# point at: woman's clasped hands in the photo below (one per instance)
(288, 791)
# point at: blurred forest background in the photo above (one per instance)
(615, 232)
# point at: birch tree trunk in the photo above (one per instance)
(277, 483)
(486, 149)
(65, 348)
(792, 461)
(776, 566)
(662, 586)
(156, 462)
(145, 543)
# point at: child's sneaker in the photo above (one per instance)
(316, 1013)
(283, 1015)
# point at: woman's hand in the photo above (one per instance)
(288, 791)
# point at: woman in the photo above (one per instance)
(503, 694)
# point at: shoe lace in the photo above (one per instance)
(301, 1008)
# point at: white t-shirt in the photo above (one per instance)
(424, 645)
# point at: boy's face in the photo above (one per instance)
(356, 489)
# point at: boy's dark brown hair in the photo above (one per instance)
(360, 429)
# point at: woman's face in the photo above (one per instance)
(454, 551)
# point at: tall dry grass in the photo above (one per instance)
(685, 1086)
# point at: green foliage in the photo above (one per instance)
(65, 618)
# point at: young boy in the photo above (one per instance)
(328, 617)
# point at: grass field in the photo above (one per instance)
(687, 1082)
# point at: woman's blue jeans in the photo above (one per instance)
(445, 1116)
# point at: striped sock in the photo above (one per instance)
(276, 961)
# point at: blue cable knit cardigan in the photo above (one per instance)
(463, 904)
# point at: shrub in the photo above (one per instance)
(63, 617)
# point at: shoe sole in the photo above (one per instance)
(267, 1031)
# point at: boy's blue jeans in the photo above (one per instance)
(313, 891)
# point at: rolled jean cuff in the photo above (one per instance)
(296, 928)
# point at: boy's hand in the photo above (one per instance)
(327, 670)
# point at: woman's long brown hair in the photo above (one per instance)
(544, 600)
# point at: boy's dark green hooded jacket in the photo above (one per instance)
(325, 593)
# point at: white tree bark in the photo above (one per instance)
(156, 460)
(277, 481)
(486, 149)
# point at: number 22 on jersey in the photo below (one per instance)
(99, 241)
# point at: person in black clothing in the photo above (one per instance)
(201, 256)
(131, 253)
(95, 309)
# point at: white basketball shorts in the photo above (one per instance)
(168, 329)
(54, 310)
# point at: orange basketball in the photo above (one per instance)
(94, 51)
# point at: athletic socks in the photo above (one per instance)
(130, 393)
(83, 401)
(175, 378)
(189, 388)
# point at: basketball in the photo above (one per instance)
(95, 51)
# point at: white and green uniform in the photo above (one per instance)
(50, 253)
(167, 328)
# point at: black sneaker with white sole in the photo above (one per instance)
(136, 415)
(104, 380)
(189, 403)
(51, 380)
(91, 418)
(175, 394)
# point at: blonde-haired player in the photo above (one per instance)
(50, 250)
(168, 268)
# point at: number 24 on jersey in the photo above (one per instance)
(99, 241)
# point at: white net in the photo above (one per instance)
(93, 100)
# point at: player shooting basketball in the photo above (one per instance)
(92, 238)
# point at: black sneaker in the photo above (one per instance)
______
WHAT NEEDS TO BE DONE:
Give every entry again, exactly as it reads.

EXERCISE RESPONSE:
# point at: woman's clasped hands in the photo below (one per instance)
(288, 791)
# point at: blurred forest background in the photo above (one per instance)
(615, 232)
# point at: birch tree trunk in the photo above (one per instance)
(277, 483)
(486, 149)
(65, 348)
(792, 461)
(776, 566)
(662, 586)
(156, 462)
(145, 543)
# point at: child's sneaker in the photo above (one per instance)
(316, 1013)
(283, 1015)
# point at: woman's hand in the photo above (one per instance)
(288, 791)
# point at: woman in the photo above (one per instance)
(503, 694)
# point at: shoe lace in the photo above (one per instance)
(301, 1008)
# point at: white t-shirt in the photo above (one per instance)
(424, 645)
# point at: boy's face in the photo above (one per instance)
(356, 489)
# point at: boy's dark brown hair in the photo above (one per instance)
(360, 429)
# point at: woman's face in the photo above (one per instance)
(454, 551)
# point at: tall dry grass in the photo above (one per instance)
(685, 1086)
# point at: green foliage in the photo above (one per instance)
(65, 618)
# point at: young boy in the photo above (one per instance)
(328, 617)
# point at: grass field in the photo above (one per instance)
(687, 1082)
# point at: woman's blue jeans in the photo above (one per instance)
(445, 1116)
# point at: striped sock in the photo above (one per instance)
(276, 961)
# point at: blue cable knit cardigan in the photo above (one per instance)
(463, 904)
# point at: shrub in the photo above (one per instance)
(63, 617)
# point at: shoe sole in the photo above (one per instance)
(267, 1031)
# point at: boy's blue jeans in the photo above (one per instance)
(313, 891)
# point at: rolled jean cuff in the photo above (one per instance)
(296, 928)
# point at: boy's hand in the photo above (one per instance)
(327, 670)
# point at: woman's long brown hair in the photo above (one per instance)
(544, 600)
# point at: boy's dark green hooded jacket in the photo above (one per instance)
(325, 593)
# point at: white tree bark in the photo above (one per instance)
(156, 460)
(277, 481)
(486, 149)
# point at: number 22 on jersey in the photo below (one per instance)
(99, 241)
# point at: person in black clothing in the photo above (one per instance)
(201, 256)
(131, 253)
(95, 309)
# point at: white basketball shorts in the photo above (one per instance)
(168, 329)
(54, 310)
# point at: orange basketball in the photo above (one per instance)
(94, 51)
# point at: athletic socks in the photo above (one per instance)
(130, 393)
(83, 401)
(175, 378)
(189, 388)
# point at: basketball in the photo above (one per instance)
(95, 51)
# point at: white and green uniform in the photo above (one per instance)
(50, 253)
(167, 328)
# point at: black sneaker with white sole in the photo above (one per instance)
(136, 415)
(104, 380)
(189, 403)
(51, 380)
(91, 418)
(175, 394)
# point at: blonde-haired player in the photo above (one per instance)
(50, 250)
(168, 268)
# point at: number 24 on jersey in the photo above (one per instance)
(99, 241)
# point at: white net in the photo above (one per instance)
(93, 100)
# point at: player shooting basketball in the photo above (one per instance)
(92, 238)
# point at: black sneaker in the photo above (one per instance)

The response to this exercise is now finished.